==== EXTRAIT SOURCE

Désormais, gérante de l’entreprise Clap Productions, l’entrepreneuse, outre de s’occuper de la communication d’entreprises et d’institutions de l’île, a réalisé la production de la mini-série « Colocs ». « Il est important que vous puissiez voir des personnes qui vous ressemblent dans cette série, car la fiction permet de faire passer des messages forts, des messages qui vous sont utiles », témoigne-t-elle. Alors que la plateforme de formulation de vœux post-bac s’est ouverte le 18 janvier dernier, Jacqueline Guez tient à insister sur un point « Il est normal qu’à 18 ans on ne sache pas ce que l’on veut faire » et de conclure, « à 18 ans, on a le droit d’essayer, c’est tout ce qui importe ».
« Il faut être ambitieux pour ces élèves »

========
==== DONNÉES FOURNIES

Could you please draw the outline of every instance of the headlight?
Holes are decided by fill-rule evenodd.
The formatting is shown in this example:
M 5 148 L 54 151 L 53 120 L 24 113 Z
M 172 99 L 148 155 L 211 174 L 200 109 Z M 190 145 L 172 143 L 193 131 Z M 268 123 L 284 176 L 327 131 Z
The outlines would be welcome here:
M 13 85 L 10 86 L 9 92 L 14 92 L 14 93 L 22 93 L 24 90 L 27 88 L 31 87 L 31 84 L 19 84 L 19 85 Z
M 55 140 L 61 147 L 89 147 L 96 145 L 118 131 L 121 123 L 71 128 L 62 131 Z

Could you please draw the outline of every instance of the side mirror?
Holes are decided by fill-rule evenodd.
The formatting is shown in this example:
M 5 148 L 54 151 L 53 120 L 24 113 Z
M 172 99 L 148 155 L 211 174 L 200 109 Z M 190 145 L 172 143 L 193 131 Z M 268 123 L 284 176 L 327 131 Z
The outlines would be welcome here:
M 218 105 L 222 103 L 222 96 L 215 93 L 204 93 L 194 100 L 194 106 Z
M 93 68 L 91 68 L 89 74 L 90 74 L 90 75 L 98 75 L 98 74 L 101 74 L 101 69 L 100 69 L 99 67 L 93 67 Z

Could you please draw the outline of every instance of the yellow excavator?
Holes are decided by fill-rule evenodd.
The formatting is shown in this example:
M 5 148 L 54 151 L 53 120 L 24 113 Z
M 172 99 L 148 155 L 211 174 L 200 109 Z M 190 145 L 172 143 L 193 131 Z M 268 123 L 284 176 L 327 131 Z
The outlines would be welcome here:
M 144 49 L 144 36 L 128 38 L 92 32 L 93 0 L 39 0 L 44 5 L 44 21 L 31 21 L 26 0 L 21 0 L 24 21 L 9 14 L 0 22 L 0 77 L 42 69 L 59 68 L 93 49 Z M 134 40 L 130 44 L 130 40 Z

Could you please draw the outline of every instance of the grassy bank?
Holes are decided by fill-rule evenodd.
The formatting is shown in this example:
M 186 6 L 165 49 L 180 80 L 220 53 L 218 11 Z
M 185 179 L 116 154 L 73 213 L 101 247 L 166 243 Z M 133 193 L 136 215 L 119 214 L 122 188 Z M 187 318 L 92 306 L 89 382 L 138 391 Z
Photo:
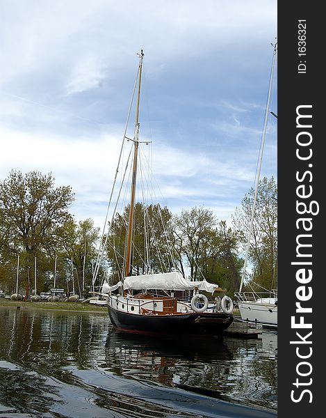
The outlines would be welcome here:
M 106 307 L 97 307 L 89 303 L 80 302 L 14 302 L 8 299 L 0 299 L 0 307 L 8 307 L 21 309 L 56 309 L 63 311 L 77 311 L 81 312 L 97 312 L 107 314 Z

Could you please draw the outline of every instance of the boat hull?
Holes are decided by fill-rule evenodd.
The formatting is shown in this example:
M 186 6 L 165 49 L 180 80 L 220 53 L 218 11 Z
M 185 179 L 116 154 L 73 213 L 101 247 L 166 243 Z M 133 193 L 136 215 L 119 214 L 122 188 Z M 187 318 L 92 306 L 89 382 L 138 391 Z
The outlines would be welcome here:
M 277 327 L 277 305 L 250 301 L 238 302 L 238 305 L 243 320 Z
M 115 328 L 128 332 L 157 335 L 219 335 L 233 322 L 232 314 L 189 313 L 173 315 L 140 315 L 108 306 Z

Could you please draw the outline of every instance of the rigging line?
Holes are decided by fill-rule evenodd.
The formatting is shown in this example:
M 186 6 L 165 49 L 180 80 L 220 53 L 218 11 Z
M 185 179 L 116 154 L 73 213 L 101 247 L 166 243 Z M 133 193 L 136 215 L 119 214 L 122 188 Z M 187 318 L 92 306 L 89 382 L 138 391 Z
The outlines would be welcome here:
M 140 162 L 142 162 L 142 154 L 141 153 L 140 153 Z M 140 164 L 140 175 L 142 175 L 142 164 Z M 142 177 L 141 177 L 141 178 L 142 178 Z M 142 183 L 142 181 L 141 182 L 141 185 L 142 186 L 144 185 L 144 183 Z M 143 207 L 142 207 L 142 214 L 143 214 L 143 219 L 144 219 L 144 258 L 145 260 L 145 266 L 147 266 L 146 270 L 148 272 L 148 268 L 149 267 L 149 249 L 148 249 L 148 232 L 147 232 L 147 229 L 146 226 L 146 215 L 147 212 L 147 208 L 146 208 L 146 199 L 145 196 L 145 193 L 144 193 L 144 187 L 141 187 L 142 189 L 142 201 L 144 202 L 143 204 Z
M 123 186 L 124 180 L 124 176 L 125 176 L 125 174 L 127 173 L 127 169 L 128 168 L 128 164 L 129 164 L 129 159 L 130 159 L 130 157 L 131 155 L 131 151 L 132 151 L 132 148 L 130 148 L 130 153 L 129 153 L 129 155 L 128 157 L 128 160 L 127 161 L 126 168 L 124 169 L 124 176 L 122 178 L 122 183 L 121 183 L 120 188 L 119 189 L 119 193 L 118 193 L 118 195 L 117 195 L 117 201 L 115 202 L 115 206 L 114 208 L 113 212 L 112 214 L 111 222 L 110 225 L 108 226 L 108 232 L 106 233 L 106 238 L 105 238 L 105 242 L 104 242 L 104 244 L 103 244 L 102 246 L 101 246 L 101 251 L 100 256 L 99 257 L 98 256 L 98 258 L 97 258 L 98 263 L 95 265 L 95 270 L 93 278 L 92 278 L 92 286 L 94 286 L 94 283 L 95 282 L 95 280 L 96 280 L 96 279 L 97 277 L 97 274 L 98 274 L 99 270 L 99 265 L 100 265 L 100 263 L 101 263 L 101 261 L 103 259 L 103 254 L 104 254 L 104 249 L 105 249 L 105 247 L 106 246 L 106 243 L 108 242 L 108 236 L 109 236 L 109 233 L 110 233 L 110 232 L 111 231 L 111 229 L 112 229 L 112 224 L 113 224 L 113 221 L 114 221 L 114 217 L 115 215 L 115 211 L 117 210 L 117 204 L 119 203 L 119 199 L 120 199 L 120 196 L 121 190 L 122 189 L 122 186 Z M 102 239 L 103 239 L 103 236 L 102 236 Z M 101 250 L 101 247 L 99 249 L 99 251 L 100 250 Z
M 259 176 L 260 176 L 260 173 L 261 173 L 261 163 L 262 163 L 262 160 L 263 160 L 263 147 L 265 145 L 265 139 L 266 137 L 267 121 L 268 121 L 268 115 L 269 115 L 269 112 L 270 112 L 269 107 L 270 107 L 270 93 L 271 93 L 271 90 L 272 90 L 272 78 L 273 78 L 273 75 L 274 75 L 275 57 L 276 57 L 276 54 L 277 52 L 277 42 L 274 45 L 274 50 L 273 50 L 273 54 L 272 54 L 272 68 L 270 69 L 270 82 L 269 82 L 269 86 L 268 86 L 268 94 L 267 96 L 266 108 L 266 111 L 265 111 L 265 118 L 264 118 L 264 122 L 263 122 L 263 132 L 261 134 L 261 149 L 259 150 L 259 164 L 258 164 L 257 178 L 256 180 L 256 189 L 255 189 L 254 196 L 254 203 L 253 203 L 253 206 L 252 206 L 252 217 L 251 217 L 251 220 L 250 220 L 250 231 L 249 231 L 249 236 L 247 238 L 245 262 L 244 262 L 243 268 L 243 274 L 242 274 L 242 277 L 241 277 L 241 281 L 240 284 L 239 292 L 241 292 L 242 287 L 243 285 L 243 281 L 244 281 L 245 277 L 245 270 L 246 270 L 246 267 L 247 267 L 247 258 L 248 258 L 248 255 L 249 255 L 249 248 L 250 248 L 250 245 L 251 233 L 252 233 L 252 225 L 254 223 L 254 210 L 255 210 L 255 207 L 256 207 L 256 201 L 257 194 L 258 194 L 258 187 L 259 187 Z
M 121 161 L 121 158 L 122 158 L 122 151 L 123 151 L 123 149 L 124 149 L 124 141 L 126 139 L 127 131 L 128 130 L 128 125 L 129 125 L 129 123 L 130 114 L 131 113 L 131 107 L 132 107 L 132 104 L 133 104 L 133 98 L 134 98 L 134 95 L 135 95 L 136 88 L 136 86 L 137 86 L 137 81 L 138 81 L 138 72 L 139 72 L 139 69 L 137 71 L 137 76 L 136 77 L 135 84 L 133 85 L 133 93 L 131 95 L 131 100 L 130 104 L 129 104 L 129 110 L 128 110 L 128 115 L 127 115 L 127 118 L 126 125 L 125 125 L 125 127 L 124 127 L 124 135 L 123 135 L 123 139 L 122 139 L 122 143 L 121 144 L 120 152 L 120 155 L 119 155 L 119 159 L 118 159 L 118 162 L 117 162 L 117 168 L 115 169 L 115 177 L 114 177 L 113 185 L 112 186 L 111 193 L 111 195 L 110 195 L 110 199 L 109 199 L 108 204 L 108 208 L 106 210 L 106 217 L 105 217 L 104 225 L 104 227 L 103 227 L 102 234 L 101 234 L 101 236 L 100 245 L 99 245 L 99 253 L 101 251 L 101 243 L 103 242 L 103 238 L 104 236 L 105 230 L 106 230 L 106 224 L 107 224 L 107 222 L 108 222 L 108 211 L 110 210 L 110 206 L 111 206 L 111 200 L 112 200 L 112 196 L 113 196 L 114 189 L 115 189 L 115 183 L 116 183 L 117 178 L 117 173 L 119 172 L 119 167 L 120 167 L 120 161 Z M 129 158 L 128 158 L 128 160 L 129 160 Z M 97 263 L 98 259 L 99 259 L 99 257 L 97 256 L 97 261 L 96 261 Z
M 141 159 L 140 160 L 141 161 L 142 161 L 142 157 L 143 157 L 142 153 L 140 153 L 140 159 Z M 142 164 L 141 165 L 141 172 L 142 173 Z M 142 182 L 142 185 L 144 185 L 144 183 Z M 148 183 L 147 183 L 147 185 L 148 185 Z M 147 189 L 148 189 L 148 187 L 147 187 Z M 142 187 L 142 194 L 144 195 L 144 187 Z M 160 219 L 158 219 L 157 213 L 156 213 L 156 211 L 154 210 L 154 205 L 152 205 L 152 209 L 153 209 L 153 210 L 152 210 L 152 212 L 153 212 L 153 214 L 152 214 L 153 219 L 151 219 L 150 217 L 148 217 L 148 223 L 149 223 L 149 229 L 151 230 L 151 232 L 152 232 L 152 237 L 153 237 L 153 239 L 154 239 L 154 245 L 157 248 L 157 253 L 158 253 L 157 255 L 158 255 L 158 258 L 160 260 L 160 263 L 161 265 L 161 268 L 163 269 L 163 270 L 166 271 L 166 268 L 163 268 L 163 265 L 164 265 L 164 263 L 163 263 L 163 255 L 162 254 L 162 253 L 161 253 L 161 250 L 160 250 L 160 249 L 158 247 L 158 243 L 156 242 L 156 238 L 155 233 L 154 233 L 154 231 L 155 230 L 154 230 L 154 223 L 153 223 L 154 218 L 156 218 L 156 223 L 158 224 L 158 226 L 161 225 L 163 227 L 163 232 L 166 232 L 166 229 L 165 229 L 164 222 L 163 222 L 163 219 L 161 217 L 161 215 L 160 213 L 159 210 L 158 210 L 158 212 L 159 213 L 159 216 L 161 217 L 161 223 L 159 222 Z M 147 208 L 147 213 L 148 213 L 148 208 Z M 167 244 L 168 244 L 168 243 L 167 242 Z M 168 247 L 168 249 L 169 249 L 168 245 L 166 245 L 166 247 Z M 172 258 L 171 261 L 173 261 L 173 258 Z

========

• [ÉNONCÉ 1]
Selon l'extrait source, pourquoi est-il important que le public voie dans la série « Colocs » des personnes qui lui ressemblent ?
• [ÉNONCÉ 2]
D'après l'extrait source, quelle entreprise Jacqueline Guez gère-t-elle ?
• [ÉNONCÉ 3]
Prolongez l'extrait source sur Jacqueline Guez et la série « Colocs » à partir de sa dernière ligne.

• [RÉSULTAT 1]
Parce que la fiction permet de faire passer des messages forts, des messages utiles à ce public.

• [RÉSULTAT 2]
Clap Productions.

• [RÉSULTAT 3]
Ce qui importe, en revanche, pour Michel Toumoulin, « c’est d’être au rendez-vous de l’ambition de cette jeunesse ». Pour le proviseur du lycée de Dembéni, « Il faut être ambitieux pour ces élèves et les accompagner au quotidien ». Accueil de la préparation militaire de la gendarmerie, accueil du Service national universel, webradio, « il y aura tout ça encore cette année, il n’y a aucune raison que l’on renonce ». Briser les déterminismes sociaux, insuffler de la confiance, donner envie d’aller au-delà de ce que les élèves pouvaient s’imaginer réaliser, autant de volonté au service d’une noble mission : la réussite de la jeunesse de l’île.